*Directions for this task:*
Write out the material below again, line for line, without any images.

*Supplied information:*
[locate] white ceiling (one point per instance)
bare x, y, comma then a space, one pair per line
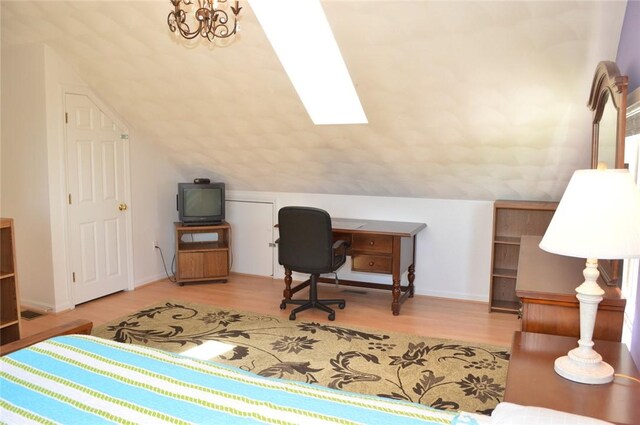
465, 99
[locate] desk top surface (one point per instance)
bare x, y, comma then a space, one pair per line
543, 275
395, 228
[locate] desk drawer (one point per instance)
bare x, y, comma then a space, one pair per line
369, 243
371, 263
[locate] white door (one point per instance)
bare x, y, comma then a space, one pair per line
251, 236
98, 214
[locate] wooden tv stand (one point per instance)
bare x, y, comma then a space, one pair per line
205, 259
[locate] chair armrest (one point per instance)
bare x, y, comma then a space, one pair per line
76, 327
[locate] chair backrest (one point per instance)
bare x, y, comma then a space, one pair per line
306, 239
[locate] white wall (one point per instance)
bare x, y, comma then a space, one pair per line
154, 182
453, 253
34, 80
25, 191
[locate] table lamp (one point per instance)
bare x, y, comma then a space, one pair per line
598, 217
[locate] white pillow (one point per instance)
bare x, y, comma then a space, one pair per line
514, 414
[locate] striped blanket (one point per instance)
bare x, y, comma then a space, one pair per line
88, 380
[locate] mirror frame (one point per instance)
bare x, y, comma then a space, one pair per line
607, 85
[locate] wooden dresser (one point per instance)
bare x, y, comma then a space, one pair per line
546, 287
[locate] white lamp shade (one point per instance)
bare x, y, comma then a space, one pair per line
598, 217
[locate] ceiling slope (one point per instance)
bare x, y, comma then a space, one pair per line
465, 100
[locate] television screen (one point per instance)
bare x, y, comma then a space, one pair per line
201, 203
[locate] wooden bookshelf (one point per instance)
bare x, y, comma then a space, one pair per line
511, 220
9, 297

*Task answer:*
[locate] white ceiling (one point per instance)
bare x, y, comma then a space, one pair per line
465, 99
[locate] desk top surface (one point per instance)
bare x, y, comma then a space, one pair per line
543, 275
395, 228
[locate] desk drawer (one point per instance)
bare x, y, comma then a space, one pair per line
369, 243
371, 263
[locate] white door (one point per instance)
bare x, y, comma then a space, one pair per line
251, 236
98, 214
[locate] wooden tv stand (one point per instance)
bare x, y, comma then a space, one pair per line
205, 259
[locate] chair armrest (one point per instance)
bare x, y, comma then a space, one pair per line
76, 327
[locate] chair backrest (one point per instance)
bare x, y, comma then a space, one pair per line
306, 239
[locate] white wall (one point per instance)
bare x, y, comma then a space, one pair per line
154, 182
453, 253
34, 80
25, 191
[locate] table lamp (one point per instance)
bare x, y, comma then a space, one pair per line
598, 217
[locate] white pillow (one point per instance)
bare x, y, comma then a space, one pair per line
514, 414
[locate] striped blanket (one point per instance)
bare x, y, comma then a space, one pair per line
88, 380
[locate] mirror frame (one point per instance)
bare x, y, comma then a space, one pair per line
607, 85
[locate] wooden dresser (one point per instance)
bare x, y, comma then a space, one pair per line
546, 287
[locate] white lamp shade (one point per instance)
bare x, y, comma then a space, one pair per line
598, 217
[locate] ceiling slope (one point per instance)
bare x, y, comma then a space, one pair per line
465, 100
[locate] television screen (one point per instance)
bare x, y, comma then a space, one pair per line
201, 203
[locate] wooden bookshelf (one point per instance)
bare x, y, comma then a space, one pair per line
511, 220
9, 297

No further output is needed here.